Saúde infanto-juvenil em processo de recessão «desolador»



Colectivo FLAN
«Esse desolador processo da recessão em saúde infanto-juvenil já se vê bem no dia-a-dia dos profissionais de saúde, mas demora um pouco até chegar aos documentos e às estatísticas».

A especialista em psicoterapia cognitivo-comportamental Margarida Gaspar de Matos considera que Portugal assiste a um «desolador» processo de recessão em saúde infanto-juvenil, embora reconheça que esta informação «demora um pouco até chegar aos documentos e às estatísticas».

A propósito da conferência que irá realizar no dia 20, no Centro de Investigação do Centro Hospitalar de Lisboa Central (CHLC), sobre «Prioridades para a investigação pediátrica na Europa», Margarida Gaspar de Matos lembrou que «a saúde da criança e do adolescente melhorou muito nos últimos anos em Portugal».

Estes elementos estarão disponíveis no relatório do projecto RICHE, que visa identificar as lacunas na investigação europeia da saúde infantil e o qual é coordenado em Portugal por Margarida Gaspar de Matos.

«Até à data do fim deste projecto os resultados da recessão ainda não se sentiam muito nos documentos e nos números publicados», disse.

No entanto, a especialista sublinha que «esse desolador processo da recessão em saúde infanto-juvenil já se vê bem no dia-a-dia dos profissionais de saúde, mas demora um pouco até chegar aos documentos e às estatísticas».

Para Margarida Gaspar de Matos, «a precariedade tem influência na saúde de todos, por várias vias: pela dificuldade de acesso aos cuidados de saúde, pelo aumento das deficiências na sua prestação, mas sobretudo porque as pessoas - muitíssimo preocupadas com a sua sobrevivência em aspectos básicos do dia-a-dia - tendem a relegar a sua saúde e a dos seus para um plano menos saliente».

«Por isso se fala de saúde nos países desenvolvidos e saúde nos países em desenvolvimento, e nós estamos em recessão», sublinhou.

Também Álvaro de Carvalho, coordenador nacional para a saúde mental, disse à Lusa que tem recebido informações de profissionais que trabalham nas urgências pediátricas e nos serviços de pedopsiquiatria que apontam para «um aumento dos casos extremos».

Trata-se de «crises emocionais» detectadas em crianças e jovens e que «evidenciam maus tratos físicos e emocionais», com a crise a estar na origem destas situações, disse.

Nos adultos, a crise reflecte-se na não comparência nas consultas e tratamentos, muitas vezes por falta de dinheiro para os transportes até às unidades de saúde, bem como o medo de ausência no trabalho.

O psiquiatra lembrou que em momentos de crise como a que Portugal atravessa, as respostas devem passar pelo reforço dos muitos médicos de proximidade, incluindo na área da psiquiatria, dos apoios sociais e a promoção de programas activos para o mercado de trabalho.

Recentemente, o presidente da Comissão da Saúde da Mulher, Criança e Adolescente alertou para o aumento de casos de angústia e depressão infantil, devido às dificuldades das famílias, e disse que Portugal se arrisca a ser um «país de crianças tristes».

Em declarações à Lusa, Bilhota Xavier disse que as carências das famílias demonstram-se de várias maneiras e reflectem-se nas crianças desde muito cedo.

«Ficamos perplexos com as faixas etárias das crianças em que se detectam os cada vez mais frequentes problemas de ansiedade, angústias e depressões, algumas com oito, nove, dez anos», disse o pediatra.

- _Objetivo do exercício_
Por favor, extraia do texto sobre saúde infanto-juvenil, sem qualquer alteração, o trecho que começa nas palavras que contêm "Nos adultos, a" e termina em "ausência no trabalho.".

- _Os dados_
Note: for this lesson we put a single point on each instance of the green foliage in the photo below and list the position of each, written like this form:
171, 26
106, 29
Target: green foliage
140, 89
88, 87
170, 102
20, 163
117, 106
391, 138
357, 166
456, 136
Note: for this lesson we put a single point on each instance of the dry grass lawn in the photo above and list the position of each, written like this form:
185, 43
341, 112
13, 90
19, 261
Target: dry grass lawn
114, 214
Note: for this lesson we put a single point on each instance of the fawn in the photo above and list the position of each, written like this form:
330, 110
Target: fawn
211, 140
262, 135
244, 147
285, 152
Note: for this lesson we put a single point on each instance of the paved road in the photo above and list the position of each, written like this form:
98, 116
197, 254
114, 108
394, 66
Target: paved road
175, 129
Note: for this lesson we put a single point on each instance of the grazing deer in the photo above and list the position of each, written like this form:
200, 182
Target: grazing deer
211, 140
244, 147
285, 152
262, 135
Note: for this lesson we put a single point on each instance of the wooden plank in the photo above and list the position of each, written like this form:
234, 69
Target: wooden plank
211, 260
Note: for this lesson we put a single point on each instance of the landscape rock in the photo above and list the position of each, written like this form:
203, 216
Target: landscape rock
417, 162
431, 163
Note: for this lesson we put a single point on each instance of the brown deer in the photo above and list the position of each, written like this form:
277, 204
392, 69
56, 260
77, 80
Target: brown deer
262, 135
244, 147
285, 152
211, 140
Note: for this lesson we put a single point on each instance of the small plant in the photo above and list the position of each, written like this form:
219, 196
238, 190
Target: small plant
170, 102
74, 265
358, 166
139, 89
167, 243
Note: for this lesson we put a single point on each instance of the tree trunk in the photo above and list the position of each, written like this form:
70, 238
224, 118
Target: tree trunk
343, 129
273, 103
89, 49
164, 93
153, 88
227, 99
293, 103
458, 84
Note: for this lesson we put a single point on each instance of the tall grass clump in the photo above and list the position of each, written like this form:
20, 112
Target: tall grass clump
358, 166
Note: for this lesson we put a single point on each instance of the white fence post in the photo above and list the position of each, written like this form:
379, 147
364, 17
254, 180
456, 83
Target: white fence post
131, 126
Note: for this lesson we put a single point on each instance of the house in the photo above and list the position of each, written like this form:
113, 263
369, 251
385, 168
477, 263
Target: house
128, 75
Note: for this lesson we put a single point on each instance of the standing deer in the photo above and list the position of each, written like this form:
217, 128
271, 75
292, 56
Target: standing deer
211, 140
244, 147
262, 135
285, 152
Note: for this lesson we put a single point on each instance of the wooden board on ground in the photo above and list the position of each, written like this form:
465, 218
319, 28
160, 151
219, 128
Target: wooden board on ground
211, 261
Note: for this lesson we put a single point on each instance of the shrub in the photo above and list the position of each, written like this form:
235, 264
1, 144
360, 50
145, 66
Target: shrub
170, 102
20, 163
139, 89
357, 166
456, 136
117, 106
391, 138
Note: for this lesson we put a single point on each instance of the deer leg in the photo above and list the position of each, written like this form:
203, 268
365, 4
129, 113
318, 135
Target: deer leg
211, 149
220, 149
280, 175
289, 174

- _Resposta ao exercício_
Nos adultos, a crise reflecte-se na não comparência nas consultas e tratamentos, muitas vezes por falta de dinheiro para os transportes até às unidades de saúde, bem como o medo de ausência no trabalho.